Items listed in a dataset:
──────────
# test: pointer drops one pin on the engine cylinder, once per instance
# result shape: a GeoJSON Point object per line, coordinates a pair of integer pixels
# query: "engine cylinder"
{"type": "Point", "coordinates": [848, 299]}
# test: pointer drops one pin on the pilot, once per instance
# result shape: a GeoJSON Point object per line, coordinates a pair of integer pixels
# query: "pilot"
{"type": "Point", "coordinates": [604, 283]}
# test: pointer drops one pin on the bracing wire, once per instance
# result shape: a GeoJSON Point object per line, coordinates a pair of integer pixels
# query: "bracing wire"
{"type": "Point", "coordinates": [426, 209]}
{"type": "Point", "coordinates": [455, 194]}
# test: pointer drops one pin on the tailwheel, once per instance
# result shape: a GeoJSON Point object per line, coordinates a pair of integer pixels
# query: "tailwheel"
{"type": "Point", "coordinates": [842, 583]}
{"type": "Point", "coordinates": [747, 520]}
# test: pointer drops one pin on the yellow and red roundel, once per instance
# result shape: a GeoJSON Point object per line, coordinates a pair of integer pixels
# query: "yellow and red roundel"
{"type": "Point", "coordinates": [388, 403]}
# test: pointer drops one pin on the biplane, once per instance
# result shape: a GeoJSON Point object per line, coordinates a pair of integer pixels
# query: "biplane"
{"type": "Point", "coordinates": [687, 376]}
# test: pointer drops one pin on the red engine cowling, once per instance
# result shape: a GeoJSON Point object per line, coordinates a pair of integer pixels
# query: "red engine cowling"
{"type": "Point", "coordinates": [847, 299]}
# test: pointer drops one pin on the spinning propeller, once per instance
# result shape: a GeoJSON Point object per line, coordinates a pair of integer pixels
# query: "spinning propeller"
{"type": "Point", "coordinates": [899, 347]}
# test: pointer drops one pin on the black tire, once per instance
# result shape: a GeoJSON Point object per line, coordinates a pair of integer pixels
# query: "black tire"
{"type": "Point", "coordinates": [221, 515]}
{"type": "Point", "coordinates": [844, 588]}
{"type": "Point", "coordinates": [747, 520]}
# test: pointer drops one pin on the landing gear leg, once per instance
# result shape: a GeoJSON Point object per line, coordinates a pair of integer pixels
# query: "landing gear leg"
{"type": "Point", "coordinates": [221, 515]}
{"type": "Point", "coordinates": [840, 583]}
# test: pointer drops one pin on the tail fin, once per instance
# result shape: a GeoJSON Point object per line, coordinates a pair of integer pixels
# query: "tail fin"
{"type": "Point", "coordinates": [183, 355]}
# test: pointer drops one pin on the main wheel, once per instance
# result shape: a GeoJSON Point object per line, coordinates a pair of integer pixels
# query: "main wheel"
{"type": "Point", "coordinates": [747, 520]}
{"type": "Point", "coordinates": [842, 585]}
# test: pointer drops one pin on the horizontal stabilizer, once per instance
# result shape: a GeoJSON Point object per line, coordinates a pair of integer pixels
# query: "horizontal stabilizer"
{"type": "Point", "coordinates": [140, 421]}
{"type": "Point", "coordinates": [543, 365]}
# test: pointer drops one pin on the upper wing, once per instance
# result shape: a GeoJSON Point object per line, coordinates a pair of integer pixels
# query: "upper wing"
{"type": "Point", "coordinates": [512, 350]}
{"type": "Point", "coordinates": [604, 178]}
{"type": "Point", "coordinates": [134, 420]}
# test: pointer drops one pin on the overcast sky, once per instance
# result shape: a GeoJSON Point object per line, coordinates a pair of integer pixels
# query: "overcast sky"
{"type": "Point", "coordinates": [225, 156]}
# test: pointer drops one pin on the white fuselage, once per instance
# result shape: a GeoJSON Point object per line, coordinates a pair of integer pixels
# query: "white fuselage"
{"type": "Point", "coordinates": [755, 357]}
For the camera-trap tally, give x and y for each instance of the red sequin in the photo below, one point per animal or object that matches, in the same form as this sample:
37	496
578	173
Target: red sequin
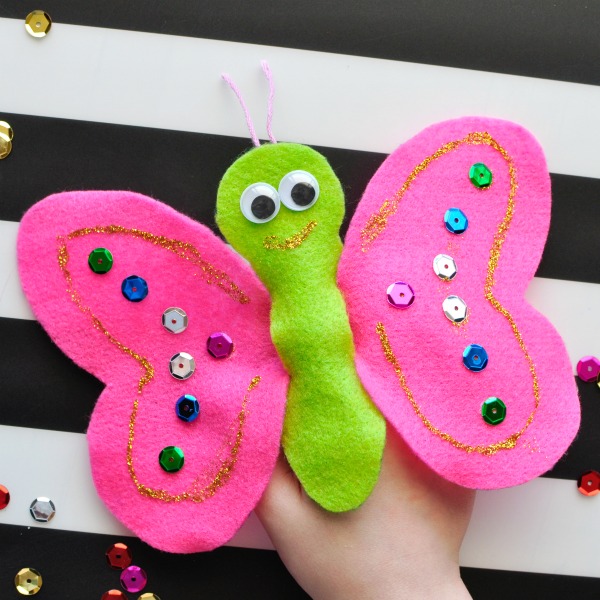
589	483
4	497
114	595
118	556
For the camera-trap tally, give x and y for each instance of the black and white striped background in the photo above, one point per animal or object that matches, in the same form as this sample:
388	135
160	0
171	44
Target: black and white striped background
129	96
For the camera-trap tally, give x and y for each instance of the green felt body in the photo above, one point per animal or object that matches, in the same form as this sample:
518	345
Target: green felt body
333	435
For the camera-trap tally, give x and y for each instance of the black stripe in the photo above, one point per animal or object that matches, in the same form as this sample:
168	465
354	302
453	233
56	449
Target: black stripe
73	566
488	584
44	389
184	169
558	41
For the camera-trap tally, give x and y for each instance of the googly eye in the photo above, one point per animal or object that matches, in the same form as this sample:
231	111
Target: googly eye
299	190
260	202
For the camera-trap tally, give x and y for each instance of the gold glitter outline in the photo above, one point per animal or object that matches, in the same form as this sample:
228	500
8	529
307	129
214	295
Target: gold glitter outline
182	249
377	223
226	465
271	242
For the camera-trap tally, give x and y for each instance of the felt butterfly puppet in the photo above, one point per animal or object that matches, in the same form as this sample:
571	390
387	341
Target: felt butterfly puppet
418	319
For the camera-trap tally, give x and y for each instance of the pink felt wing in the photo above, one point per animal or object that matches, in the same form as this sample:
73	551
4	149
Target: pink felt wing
230	449
412	359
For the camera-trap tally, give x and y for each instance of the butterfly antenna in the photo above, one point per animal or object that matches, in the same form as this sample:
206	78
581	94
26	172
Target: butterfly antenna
267	71
237	92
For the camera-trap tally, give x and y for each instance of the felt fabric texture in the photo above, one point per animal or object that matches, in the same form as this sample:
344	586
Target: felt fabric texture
333	435
228	458
427	346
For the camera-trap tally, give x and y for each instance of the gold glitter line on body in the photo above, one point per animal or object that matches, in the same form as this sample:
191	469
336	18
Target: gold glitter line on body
185	250
272	242
377	223
231	446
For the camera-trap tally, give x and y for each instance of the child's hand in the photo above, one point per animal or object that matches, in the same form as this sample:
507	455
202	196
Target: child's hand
403	542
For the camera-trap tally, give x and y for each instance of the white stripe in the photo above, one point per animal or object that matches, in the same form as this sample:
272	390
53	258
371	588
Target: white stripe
571	306
544	526
38	462
173	82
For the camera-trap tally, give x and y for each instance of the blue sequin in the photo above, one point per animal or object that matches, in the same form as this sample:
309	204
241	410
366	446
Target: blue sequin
475	357
187	408
456	221
134	288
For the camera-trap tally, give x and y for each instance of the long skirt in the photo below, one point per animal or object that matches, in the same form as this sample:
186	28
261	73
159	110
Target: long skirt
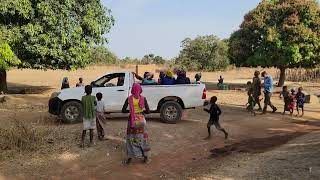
101	124
137	142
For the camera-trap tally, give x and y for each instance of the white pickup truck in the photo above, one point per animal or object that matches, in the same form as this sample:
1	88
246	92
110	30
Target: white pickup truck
168	100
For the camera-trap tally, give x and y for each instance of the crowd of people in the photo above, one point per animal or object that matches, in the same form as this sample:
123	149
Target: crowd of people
136	105
168	78
291	100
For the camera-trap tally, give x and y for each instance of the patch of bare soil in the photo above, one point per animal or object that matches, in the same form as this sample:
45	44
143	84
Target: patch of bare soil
178	150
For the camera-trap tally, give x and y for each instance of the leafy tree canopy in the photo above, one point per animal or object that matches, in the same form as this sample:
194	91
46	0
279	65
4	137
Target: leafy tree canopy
7	57
281	33
203	53
54	33
152	59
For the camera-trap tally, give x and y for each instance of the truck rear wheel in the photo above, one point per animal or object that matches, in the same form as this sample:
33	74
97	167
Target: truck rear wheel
170	112
71	112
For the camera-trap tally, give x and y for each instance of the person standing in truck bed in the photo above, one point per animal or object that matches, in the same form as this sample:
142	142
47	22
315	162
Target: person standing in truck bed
214	112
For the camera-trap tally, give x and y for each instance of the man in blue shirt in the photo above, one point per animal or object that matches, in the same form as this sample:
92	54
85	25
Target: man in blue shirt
268	88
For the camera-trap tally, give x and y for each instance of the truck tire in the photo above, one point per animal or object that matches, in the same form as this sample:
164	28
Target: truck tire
170	112
71	112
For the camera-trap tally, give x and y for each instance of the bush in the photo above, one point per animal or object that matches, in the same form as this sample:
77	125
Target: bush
207	53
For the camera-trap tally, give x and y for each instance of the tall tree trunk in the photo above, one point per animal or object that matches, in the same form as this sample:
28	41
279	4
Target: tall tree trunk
282	77
3	81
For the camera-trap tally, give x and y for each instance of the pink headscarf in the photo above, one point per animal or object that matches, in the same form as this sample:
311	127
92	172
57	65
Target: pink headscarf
136	93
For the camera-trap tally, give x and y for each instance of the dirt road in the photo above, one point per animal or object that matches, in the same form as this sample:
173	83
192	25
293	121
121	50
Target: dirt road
271	146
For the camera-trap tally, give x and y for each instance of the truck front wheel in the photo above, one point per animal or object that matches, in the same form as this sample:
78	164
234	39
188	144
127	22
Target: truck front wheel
170	112
71	112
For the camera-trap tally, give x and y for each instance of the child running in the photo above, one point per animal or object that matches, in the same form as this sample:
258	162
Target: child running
101	119
89	115
291	101
214	112
300	97
286	99
251	103
80	83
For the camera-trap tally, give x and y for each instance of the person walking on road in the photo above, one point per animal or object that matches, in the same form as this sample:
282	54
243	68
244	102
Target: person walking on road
137	136
256	86
268	88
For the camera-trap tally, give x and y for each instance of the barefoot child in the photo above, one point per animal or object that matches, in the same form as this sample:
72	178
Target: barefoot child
300	97
251	103
291	101
214	112
89	115
101	119
80	83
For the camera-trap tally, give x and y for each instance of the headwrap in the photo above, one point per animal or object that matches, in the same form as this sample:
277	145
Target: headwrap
64	80
136	93
149	75
182	73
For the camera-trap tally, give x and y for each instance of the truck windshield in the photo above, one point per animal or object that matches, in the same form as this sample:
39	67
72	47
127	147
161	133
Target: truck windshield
110	80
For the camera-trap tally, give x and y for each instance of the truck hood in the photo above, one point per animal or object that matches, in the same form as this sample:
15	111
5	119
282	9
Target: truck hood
71	93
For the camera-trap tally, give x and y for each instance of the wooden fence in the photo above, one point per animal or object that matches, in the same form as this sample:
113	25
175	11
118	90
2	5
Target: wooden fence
301	74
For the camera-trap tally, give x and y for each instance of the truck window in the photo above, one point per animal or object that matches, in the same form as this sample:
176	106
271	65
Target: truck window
111	80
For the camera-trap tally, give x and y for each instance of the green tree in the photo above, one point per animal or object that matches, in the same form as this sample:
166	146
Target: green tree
159	60
102	55
203	53
54	34
280	33
7	60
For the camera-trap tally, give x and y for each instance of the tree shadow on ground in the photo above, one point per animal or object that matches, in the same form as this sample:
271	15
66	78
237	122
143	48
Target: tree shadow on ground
17	88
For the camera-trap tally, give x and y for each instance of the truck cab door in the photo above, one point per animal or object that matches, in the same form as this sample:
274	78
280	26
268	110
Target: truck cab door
114	88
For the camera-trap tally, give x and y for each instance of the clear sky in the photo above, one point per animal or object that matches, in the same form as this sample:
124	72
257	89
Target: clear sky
159	26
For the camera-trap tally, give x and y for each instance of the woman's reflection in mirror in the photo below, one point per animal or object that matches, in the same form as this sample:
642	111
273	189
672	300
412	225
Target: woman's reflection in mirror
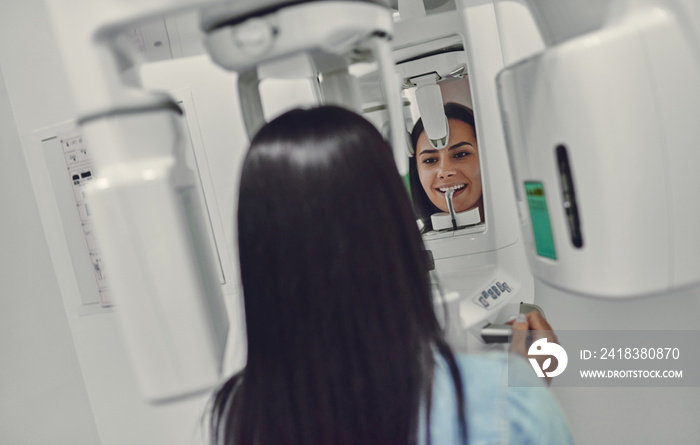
──────────
> [What to produce]: Repeat verbatim the data starting at the line that contains "of the woman's" and ending with the last line of the data. Leave the pictures out.

> [Response below]:
For the camera-trap tally, give x and y for each instance of the woman's reflection in mirror in the photo below, one point per animal or object that matches, in the same form as this sample:
642	111
273	189
672	300
412	225
Target: woman's reflection in mirror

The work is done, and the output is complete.